------ DATA ROWS ------
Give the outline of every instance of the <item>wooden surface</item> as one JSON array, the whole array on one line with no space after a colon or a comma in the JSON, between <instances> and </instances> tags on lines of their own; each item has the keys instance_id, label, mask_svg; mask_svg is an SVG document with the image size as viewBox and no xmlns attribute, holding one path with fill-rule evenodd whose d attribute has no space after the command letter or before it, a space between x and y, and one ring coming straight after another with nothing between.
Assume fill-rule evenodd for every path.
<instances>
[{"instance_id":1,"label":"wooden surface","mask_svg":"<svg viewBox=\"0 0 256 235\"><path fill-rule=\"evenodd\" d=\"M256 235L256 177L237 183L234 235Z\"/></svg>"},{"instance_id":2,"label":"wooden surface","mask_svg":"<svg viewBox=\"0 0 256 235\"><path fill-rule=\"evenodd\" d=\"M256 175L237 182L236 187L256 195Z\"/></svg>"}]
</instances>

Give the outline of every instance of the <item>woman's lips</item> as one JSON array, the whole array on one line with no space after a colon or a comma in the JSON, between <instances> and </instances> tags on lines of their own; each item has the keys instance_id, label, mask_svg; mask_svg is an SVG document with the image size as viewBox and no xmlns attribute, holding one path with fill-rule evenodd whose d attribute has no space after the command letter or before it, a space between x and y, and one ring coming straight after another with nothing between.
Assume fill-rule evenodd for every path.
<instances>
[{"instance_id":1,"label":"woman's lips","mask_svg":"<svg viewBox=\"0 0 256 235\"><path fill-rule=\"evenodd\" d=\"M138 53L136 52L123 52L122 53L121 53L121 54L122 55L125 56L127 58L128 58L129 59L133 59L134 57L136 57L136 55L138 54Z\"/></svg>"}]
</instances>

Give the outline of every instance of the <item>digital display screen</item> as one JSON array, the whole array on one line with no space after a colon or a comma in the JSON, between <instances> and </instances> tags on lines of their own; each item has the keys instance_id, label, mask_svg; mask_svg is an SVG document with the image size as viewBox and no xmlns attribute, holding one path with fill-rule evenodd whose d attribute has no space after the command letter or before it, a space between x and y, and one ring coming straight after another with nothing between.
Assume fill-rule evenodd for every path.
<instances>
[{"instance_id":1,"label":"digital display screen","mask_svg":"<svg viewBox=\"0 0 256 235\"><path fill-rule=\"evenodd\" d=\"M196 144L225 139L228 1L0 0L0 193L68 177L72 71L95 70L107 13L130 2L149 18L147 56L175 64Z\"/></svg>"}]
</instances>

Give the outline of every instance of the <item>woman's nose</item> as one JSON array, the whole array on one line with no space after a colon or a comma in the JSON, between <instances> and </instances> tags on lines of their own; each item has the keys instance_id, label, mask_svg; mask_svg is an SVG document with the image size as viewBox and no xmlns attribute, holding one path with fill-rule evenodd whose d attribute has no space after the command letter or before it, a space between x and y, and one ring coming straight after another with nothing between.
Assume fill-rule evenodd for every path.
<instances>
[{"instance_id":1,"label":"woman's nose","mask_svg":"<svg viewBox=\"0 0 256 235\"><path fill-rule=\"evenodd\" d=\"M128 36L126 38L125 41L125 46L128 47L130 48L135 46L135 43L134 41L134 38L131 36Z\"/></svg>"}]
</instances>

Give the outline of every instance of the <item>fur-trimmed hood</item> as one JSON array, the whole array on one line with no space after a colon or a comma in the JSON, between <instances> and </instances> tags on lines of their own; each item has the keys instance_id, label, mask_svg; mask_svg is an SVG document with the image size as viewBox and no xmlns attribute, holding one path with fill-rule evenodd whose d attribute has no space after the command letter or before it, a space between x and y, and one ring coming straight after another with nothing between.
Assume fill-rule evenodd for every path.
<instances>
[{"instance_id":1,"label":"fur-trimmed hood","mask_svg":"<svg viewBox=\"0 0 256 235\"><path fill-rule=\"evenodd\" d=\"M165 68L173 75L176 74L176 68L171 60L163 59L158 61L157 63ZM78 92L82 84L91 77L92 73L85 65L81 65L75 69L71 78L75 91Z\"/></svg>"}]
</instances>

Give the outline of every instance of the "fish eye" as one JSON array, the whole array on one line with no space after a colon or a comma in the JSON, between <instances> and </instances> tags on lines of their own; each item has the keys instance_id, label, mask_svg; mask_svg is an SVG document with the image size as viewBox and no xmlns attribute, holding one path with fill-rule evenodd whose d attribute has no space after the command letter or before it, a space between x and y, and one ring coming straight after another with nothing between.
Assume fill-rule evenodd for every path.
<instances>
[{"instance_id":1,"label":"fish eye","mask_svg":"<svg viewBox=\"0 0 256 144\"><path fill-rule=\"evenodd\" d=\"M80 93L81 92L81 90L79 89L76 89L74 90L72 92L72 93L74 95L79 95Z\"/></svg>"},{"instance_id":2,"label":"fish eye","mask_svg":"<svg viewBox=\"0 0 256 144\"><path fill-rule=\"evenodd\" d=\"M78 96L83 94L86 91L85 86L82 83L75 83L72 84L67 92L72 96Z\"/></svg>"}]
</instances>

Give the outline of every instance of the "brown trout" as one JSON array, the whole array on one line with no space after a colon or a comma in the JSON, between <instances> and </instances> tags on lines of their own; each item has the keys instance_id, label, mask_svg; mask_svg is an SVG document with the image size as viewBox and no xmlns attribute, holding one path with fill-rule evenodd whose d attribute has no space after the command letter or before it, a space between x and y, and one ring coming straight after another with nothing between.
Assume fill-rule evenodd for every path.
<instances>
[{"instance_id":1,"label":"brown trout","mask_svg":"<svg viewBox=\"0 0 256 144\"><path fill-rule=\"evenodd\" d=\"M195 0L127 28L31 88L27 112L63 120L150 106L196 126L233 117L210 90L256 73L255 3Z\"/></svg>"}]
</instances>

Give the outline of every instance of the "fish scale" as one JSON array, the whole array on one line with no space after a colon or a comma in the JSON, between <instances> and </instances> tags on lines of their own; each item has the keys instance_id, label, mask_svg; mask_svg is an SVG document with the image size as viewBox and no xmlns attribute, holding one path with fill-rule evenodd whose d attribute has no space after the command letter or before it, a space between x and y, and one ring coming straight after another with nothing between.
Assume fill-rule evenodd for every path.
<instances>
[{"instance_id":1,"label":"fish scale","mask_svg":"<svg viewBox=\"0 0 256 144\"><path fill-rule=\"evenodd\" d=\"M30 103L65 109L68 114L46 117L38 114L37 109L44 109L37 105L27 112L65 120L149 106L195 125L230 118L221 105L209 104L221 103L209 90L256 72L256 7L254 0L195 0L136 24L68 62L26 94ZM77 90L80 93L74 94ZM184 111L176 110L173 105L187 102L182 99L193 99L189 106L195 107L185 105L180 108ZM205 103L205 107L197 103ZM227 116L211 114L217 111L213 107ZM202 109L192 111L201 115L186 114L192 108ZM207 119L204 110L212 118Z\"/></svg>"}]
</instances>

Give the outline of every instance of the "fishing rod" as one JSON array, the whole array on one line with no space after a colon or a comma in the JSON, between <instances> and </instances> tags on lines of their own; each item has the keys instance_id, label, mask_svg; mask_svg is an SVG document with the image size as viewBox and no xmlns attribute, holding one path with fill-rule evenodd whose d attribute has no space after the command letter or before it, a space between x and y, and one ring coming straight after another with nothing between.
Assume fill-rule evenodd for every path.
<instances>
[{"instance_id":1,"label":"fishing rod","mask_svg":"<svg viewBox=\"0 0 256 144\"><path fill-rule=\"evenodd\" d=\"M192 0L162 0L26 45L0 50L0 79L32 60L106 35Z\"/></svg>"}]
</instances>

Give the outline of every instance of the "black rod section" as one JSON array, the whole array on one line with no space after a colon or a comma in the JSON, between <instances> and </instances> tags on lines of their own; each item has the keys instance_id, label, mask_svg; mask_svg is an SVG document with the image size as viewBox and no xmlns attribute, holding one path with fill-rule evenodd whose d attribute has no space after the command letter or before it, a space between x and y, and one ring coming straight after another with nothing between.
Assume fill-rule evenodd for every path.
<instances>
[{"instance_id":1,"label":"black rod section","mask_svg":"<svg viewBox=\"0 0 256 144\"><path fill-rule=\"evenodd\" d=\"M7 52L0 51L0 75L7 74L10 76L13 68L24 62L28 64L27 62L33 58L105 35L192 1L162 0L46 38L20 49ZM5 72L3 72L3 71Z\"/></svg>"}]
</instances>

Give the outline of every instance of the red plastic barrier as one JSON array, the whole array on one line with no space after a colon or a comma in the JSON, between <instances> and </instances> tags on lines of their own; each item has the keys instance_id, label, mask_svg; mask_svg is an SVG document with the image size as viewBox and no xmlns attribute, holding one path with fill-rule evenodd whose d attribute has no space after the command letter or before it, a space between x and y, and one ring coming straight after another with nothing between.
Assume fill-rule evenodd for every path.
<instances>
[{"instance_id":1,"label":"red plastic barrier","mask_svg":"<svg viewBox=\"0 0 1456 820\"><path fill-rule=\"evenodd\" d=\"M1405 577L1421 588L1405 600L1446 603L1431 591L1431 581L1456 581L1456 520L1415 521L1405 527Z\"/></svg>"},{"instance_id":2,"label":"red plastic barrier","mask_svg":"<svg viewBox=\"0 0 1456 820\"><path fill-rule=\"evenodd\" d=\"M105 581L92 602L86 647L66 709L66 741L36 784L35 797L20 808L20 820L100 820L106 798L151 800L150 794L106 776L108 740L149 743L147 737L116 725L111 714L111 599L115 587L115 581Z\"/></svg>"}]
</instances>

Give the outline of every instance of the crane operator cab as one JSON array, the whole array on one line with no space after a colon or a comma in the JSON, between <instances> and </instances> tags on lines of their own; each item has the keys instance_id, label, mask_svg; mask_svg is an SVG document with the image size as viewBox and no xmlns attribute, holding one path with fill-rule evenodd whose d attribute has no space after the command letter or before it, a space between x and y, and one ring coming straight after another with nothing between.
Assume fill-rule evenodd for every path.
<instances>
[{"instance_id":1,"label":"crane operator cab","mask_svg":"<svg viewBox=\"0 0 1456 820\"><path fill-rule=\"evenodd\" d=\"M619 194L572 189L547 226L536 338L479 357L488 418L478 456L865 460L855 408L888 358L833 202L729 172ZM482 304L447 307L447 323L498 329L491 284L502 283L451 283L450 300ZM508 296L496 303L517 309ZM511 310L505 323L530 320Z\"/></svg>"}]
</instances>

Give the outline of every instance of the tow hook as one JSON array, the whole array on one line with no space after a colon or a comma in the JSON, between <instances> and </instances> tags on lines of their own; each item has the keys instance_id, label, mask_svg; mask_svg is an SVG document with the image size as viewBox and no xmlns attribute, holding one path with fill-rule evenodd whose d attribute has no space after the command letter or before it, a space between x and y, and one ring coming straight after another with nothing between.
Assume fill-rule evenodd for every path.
------
Starting with the line that contains "Give the outline of every instance of the tow", return each line through the last one of the data above, exactly as written and nothing more.

◆ **OUTPUT FOR THIS EXERCISE**
Give the outline of every instance of the tow hook as one JSON array, the whole array on one line with no space after a colon or a comma in the JSON, between <instances> and </instances> tags on lines of their own; each item has the keys instance_id, label, mask_svg; mask_svg is an SVG document with the image size as viewBox and no xmlns attribute, holding one path with fill-rule evenodd whose d attribute has no space after the command letter or before it, a space between x and y, and one ring coming straight after another with nothing between.
Assume fill-rule evenodd for every path.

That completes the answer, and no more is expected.